* _WHAT YOU SHOULD DO_
For each statement below, decide whether it agrees with the passage on Sister Emmanuelle. Answer yes or no, and quote the words from the passage that decide it.
(a) The composting plant handled manure from the pigs kept by the garbage collectors.
(b) Sister Emmanuelle left for Mokkatam before she was satisfied with her work at Ezbet El Nakhl.
(c) After returning to France in 1993, she stopped speaking out for the needy.

* _PASSAGE PROVIDED_
--
When Sister Emmanuelle was satisfied with her work at Ezbet El Nakhl, she moved on to Mokkatam, a refuse collector’s dump which was in worse condition than Ezbet El Nakhl. Sister Emmanuelle started the work of collecting money from charities to build a factory for composting material, which she finally achieved.
“She was living right among them, the garbage collectors, the pigs, the whole mess. I had never seen anything like this in my life,” said Dr. Mounir Neamatalla, a leading Egyptian expert in environmental science and poverty reduction who worked closely with her throughout the 1980s.
“You could see one of the worst qualities of life on the planet, but in this inferno was an enterprising population that worked like ants,” he said.
Neamatalla worked with Sister Emmannuelle on the composting plant which was used to process the vast amounts of manure produced by the garbage collectors’ pigs, which was then processed and sold as fertilizer.
Even at the age of 77, she was still actively collecting money from around the world to aid her beloved zabaleen. She returned to France in 1993, but continued to speak out for the needy, repeatedly appearing on French television.
A spokeswoman for Sandrine de Carlo said sister died in her sleep on Oct. 20 at a retirement home in Callian, a town in southeastern France.
--
Object position labeling lines
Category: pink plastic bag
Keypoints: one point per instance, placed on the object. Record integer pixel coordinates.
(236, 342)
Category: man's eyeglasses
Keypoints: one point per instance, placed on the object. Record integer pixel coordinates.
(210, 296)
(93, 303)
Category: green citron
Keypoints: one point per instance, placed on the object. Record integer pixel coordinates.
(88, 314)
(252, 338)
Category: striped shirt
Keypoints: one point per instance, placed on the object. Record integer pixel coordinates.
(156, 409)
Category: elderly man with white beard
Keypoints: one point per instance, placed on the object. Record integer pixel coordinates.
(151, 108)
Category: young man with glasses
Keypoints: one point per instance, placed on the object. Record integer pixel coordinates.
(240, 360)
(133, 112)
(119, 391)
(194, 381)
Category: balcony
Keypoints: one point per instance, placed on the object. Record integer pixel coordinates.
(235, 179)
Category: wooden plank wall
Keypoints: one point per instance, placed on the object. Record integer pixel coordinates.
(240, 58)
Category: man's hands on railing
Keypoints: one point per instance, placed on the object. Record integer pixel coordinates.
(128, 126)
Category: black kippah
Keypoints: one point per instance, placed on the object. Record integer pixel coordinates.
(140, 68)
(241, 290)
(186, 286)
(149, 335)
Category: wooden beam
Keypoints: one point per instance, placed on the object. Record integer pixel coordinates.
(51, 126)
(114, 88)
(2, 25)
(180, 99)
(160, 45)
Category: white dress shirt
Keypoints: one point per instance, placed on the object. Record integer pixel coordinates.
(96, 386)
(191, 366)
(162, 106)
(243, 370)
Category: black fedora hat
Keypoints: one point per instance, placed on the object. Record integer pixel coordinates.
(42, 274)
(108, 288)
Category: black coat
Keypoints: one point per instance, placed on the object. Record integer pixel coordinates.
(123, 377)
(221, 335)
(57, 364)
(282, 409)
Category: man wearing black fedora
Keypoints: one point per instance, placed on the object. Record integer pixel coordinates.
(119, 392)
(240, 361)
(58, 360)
--
* _ANSWER FOR THE TASK_
(a) Yes: "process the vast amounts of manure produced by the garbage collectors’ pigs"
(b) No: "When Sister Emmanuelle was satisfied with her work at Ezbet El Nakhl, she moved on to Mokkatam"
(c) No: "She returned to France in 1993, but continued to speak out for the needy"